_Dataset_
::::::

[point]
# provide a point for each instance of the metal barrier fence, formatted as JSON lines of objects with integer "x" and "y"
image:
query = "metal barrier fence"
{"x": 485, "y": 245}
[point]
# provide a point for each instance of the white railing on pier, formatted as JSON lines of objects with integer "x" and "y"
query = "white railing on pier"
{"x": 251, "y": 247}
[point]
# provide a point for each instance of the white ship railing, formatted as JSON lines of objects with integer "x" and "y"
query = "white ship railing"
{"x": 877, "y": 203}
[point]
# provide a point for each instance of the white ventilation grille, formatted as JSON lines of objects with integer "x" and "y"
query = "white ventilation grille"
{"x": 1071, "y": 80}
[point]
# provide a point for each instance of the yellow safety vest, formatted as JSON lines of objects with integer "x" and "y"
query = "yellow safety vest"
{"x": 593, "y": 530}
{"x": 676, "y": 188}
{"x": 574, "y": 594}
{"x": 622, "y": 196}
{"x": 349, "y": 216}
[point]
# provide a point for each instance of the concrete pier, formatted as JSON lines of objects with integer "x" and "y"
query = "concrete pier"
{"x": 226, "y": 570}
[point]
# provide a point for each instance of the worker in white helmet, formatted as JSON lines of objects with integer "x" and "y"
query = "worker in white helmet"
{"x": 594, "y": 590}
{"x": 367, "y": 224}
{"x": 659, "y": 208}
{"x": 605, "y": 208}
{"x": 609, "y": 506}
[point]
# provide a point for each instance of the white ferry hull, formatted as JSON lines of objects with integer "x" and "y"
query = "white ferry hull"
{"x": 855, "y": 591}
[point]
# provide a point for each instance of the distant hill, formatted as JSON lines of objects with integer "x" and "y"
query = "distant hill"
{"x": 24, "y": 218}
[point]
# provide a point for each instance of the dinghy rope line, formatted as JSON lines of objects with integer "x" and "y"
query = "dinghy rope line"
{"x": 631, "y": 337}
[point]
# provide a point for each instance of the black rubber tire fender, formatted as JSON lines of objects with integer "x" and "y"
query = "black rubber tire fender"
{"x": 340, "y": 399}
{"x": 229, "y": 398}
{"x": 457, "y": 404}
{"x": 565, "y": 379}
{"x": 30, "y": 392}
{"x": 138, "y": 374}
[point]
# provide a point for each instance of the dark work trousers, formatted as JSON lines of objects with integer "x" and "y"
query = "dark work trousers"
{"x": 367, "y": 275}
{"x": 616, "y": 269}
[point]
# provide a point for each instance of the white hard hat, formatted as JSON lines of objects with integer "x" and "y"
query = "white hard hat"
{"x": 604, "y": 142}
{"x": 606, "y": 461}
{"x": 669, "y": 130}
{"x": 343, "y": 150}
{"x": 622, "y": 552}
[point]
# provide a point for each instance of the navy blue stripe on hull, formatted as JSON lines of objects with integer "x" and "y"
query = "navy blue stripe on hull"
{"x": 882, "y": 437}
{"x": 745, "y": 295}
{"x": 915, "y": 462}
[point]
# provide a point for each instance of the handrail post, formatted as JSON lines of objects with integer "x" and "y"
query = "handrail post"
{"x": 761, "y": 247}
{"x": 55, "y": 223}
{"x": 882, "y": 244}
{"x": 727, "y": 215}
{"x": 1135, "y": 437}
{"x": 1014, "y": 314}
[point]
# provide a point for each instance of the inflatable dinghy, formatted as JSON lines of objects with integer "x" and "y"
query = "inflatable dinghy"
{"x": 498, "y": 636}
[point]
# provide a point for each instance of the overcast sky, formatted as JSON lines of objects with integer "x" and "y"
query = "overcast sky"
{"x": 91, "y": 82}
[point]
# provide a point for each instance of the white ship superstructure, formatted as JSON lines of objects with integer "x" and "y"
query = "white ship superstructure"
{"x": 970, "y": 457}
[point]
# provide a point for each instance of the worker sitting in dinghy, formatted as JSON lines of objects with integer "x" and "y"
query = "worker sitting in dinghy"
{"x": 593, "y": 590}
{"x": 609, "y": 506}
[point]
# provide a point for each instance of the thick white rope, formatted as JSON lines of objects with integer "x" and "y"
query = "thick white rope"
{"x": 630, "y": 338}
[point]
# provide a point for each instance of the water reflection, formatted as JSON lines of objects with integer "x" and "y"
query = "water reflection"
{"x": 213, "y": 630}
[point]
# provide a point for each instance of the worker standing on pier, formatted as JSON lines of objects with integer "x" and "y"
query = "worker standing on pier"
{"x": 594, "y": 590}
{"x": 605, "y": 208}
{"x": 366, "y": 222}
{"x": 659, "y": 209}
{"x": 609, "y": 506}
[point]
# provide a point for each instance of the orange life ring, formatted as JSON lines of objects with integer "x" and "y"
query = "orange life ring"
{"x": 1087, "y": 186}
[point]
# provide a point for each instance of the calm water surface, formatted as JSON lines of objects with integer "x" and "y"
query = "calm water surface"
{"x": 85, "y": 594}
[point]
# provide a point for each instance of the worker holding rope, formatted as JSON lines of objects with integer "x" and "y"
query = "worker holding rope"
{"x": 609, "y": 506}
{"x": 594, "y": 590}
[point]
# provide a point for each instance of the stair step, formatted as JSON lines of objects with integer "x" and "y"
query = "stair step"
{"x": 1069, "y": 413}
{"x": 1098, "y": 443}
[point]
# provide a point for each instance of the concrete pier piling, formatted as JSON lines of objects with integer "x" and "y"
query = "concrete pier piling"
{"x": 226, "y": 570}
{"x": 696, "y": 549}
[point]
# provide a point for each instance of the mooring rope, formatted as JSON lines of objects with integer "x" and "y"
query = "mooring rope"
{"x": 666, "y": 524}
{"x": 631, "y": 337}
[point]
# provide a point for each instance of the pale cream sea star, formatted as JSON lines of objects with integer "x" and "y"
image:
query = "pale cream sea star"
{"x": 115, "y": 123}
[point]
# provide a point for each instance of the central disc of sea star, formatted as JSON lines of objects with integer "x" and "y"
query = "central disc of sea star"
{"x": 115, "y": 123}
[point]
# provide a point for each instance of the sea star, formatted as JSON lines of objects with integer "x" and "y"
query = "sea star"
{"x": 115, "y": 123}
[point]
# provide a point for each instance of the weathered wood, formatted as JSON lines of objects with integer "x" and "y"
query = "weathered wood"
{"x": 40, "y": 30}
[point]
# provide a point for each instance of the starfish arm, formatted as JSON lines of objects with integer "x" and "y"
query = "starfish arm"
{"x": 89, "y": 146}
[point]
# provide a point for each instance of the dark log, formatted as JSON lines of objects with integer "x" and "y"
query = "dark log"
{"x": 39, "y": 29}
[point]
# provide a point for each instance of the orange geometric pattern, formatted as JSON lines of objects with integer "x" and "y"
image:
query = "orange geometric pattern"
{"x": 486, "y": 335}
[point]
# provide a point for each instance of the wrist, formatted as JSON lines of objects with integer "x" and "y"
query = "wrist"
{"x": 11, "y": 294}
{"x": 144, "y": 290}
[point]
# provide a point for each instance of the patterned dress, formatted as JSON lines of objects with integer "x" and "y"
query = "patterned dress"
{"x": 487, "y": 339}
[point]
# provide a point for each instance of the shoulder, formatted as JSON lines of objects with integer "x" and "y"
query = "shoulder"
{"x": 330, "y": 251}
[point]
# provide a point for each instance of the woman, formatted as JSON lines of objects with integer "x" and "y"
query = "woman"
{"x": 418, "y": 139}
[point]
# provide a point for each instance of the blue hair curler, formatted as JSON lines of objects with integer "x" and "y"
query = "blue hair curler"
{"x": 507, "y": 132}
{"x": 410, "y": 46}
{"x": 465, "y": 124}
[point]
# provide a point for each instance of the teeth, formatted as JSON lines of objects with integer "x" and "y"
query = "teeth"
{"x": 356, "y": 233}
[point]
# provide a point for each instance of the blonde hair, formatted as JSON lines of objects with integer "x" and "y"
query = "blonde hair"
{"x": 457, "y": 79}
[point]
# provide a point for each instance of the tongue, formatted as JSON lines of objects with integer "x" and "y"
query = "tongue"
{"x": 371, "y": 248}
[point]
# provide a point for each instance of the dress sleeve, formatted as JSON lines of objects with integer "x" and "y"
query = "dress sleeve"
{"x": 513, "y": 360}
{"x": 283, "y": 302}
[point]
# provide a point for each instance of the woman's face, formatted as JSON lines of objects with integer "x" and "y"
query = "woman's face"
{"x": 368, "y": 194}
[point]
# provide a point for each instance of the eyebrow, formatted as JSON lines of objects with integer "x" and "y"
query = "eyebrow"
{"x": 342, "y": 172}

::::::

_Exercise prompt_
Return, word for word, the line containing "# provide a point for each instance of the tongue, formatted" and all lines after it through the last line of the records, and nothing else.

_Solution to the exercise_
# provide a point for each instance of the tongue, formatted as JSON lines of objects with integer "x" and "y"
query = "tongue"
{"x": 371, "y": 248}
[point]
# provide a point for each instance of the dress sleeve, formatted as JSON lines of objects with integer "x" and "y"
query = "dress sleeve"
{"x": 513, "y": 360}
{"x": 283, "y": 302}
[point]
# provide a point for each instance of the woman's face, formatted as JSON lines of objects with integer "x" and "y"
query = "woman's face"
{"x": 368, "y": 194}
[point]
# provide a point for each instance of the eyebrow, formatted as JSON lines of objects with integer "x" and "y"
query = "eyebrow"
{"x": 342, "y": 172}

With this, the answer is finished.